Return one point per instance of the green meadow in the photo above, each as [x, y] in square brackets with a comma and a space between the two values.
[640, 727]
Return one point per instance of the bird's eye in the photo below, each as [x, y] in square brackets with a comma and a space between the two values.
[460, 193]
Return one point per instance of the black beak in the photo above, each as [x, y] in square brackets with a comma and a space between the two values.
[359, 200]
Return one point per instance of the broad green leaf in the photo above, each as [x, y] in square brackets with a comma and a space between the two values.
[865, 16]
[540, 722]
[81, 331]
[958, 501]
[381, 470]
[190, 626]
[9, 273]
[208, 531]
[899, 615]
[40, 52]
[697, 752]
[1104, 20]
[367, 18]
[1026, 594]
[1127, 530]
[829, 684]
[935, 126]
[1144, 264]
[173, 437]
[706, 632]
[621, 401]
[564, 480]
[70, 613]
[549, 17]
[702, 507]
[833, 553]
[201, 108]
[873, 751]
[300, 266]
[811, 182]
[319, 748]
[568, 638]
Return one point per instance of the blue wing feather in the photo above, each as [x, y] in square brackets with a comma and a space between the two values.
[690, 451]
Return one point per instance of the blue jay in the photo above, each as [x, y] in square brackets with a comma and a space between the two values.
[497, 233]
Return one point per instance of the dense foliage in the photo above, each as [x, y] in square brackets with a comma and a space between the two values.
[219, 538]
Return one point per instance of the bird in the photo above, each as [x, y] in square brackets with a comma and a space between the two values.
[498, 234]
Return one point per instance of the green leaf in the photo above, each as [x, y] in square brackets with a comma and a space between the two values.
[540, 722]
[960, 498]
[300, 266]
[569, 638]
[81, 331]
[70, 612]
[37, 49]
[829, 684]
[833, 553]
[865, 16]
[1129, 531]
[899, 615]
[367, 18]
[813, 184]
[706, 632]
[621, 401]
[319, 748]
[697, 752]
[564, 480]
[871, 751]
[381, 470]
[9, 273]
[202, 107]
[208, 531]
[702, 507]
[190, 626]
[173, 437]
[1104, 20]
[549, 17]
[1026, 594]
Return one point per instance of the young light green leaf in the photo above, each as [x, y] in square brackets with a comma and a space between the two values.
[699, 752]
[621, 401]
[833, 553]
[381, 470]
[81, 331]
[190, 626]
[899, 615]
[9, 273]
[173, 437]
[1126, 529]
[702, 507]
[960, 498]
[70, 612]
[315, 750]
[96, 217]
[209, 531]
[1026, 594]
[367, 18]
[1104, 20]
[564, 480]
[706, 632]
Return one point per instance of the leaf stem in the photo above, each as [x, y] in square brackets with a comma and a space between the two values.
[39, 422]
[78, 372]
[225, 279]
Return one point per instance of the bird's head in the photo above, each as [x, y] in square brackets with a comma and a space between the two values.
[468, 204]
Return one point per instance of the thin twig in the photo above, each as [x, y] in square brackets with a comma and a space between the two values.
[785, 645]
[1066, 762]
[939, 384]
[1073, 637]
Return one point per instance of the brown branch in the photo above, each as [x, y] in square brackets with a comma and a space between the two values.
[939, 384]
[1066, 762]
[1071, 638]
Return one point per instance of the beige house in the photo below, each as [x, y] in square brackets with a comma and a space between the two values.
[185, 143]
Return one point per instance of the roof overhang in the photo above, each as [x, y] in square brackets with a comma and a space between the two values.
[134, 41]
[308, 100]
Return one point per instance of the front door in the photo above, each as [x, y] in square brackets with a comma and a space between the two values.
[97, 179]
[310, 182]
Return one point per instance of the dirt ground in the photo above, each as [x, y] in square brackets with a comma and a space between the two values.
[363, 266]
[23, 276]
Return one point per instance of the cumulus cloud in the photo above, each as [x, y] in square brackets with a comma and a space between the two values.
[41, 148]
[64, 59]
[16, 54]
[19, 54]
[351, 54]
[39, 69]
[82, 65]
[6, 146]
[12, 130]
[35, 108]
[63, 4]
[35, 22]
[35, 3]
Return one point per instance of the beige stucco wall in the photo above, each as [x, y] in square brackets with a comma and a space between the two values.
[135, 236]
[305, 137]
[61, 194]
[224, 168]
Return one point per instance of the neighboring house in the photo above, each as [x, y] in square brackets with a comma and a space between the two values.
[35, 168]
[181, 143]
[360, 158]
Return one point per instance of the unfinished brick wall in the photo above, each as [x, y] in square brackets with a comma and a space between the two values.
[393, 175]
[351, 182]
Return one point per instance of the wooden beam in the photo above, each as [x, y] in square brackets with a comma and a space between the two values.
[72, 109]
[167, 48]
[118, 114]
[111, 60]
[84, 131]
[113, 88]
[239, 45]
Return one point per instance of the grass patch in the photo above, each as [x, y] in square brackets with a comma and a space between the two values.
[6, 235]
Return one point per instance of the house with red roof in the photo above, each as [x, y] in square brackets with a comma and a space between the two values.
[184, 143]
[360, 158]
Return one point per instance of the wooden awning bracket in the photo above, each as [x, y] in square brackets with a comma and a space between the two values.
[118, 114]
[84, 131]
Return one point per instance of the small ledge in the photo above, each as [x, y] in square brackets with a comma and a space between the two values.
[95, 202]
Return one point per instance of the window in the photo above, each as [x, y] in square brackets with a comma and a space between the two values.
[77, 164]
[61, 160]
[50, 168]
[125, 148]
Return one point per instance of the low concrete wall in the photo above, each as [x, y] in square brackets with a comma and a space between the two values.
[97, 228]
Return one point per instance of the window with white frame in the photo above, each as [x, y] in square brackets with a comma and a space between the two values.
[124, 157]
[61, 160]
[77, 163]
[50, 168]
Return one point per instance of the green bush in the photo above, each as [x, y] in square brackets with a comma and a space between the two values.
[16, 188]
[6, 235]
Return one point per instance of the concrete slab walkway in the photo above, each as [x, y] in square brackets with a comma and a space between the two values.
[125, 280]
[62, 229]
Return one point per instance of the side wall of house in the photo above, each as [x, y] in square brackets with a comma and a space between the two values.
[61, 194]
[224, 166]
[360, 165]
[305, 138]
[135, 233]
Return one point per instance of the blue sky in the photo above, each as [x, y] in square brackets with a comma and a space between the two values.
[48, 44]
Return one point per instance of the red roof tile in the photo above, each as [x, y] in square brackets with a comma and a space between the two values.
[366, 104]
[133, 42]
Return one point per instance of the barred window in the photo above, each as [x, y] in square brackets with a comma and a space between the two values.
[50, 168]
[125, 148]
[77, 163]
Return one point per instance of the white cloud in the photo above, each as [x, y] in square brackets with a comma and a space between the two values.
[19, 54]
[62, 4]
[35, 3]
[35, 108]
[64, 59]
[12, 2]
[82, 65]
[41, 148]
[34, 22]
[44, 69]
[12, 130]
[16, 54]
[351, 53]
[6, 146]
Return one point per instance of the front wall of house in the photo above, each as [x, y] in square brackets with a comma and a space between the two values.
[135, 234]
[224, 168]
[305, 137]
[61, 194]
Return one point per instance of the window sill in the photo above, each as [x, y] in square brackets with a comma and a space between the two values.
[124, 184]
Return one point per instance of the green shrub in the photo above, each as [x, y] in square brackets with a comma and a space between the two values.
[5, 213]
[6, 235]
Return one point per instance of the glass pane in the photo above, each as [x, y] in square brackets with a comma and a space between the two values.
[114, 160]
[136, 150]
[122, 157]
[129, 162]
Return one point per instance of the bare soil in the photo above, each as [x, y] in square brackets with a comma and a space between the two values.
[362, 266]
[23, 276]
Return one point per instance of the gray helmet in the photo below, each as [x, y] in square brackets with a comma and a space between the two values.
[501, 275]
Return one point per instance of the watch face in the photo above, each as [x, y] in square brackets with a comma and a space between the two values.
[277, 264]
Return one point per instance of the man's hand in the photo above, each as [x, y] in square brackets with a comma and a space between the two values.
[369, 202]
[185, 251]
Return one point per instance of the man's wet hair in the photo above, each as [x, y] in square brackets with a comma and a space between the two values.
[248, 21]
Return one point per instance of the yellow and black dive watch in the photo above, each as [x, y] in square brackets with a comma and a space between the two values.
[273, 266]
┄┄┄┄┄┄┄┄┄┄
Starting with the line that holds "Return one point per instance of the man's hand", copy each remaining line of the listing above exactly, through the last one.

Return one point per instance of the man's hand in the photo above, each as [x, y] in square brackets with a comma and a space between the two values.
[369, 202]
[185, 251]
Return one point per instance of the man's wet hair in the photo above, each as [x, y] in square brackets with a comma and a space between the two values.
[248, 21]
Return one point per instance of the yellow and black dive watch in the photo above, each as [x, y] in square brackets with a comma and a space between the two values.
[273, 266]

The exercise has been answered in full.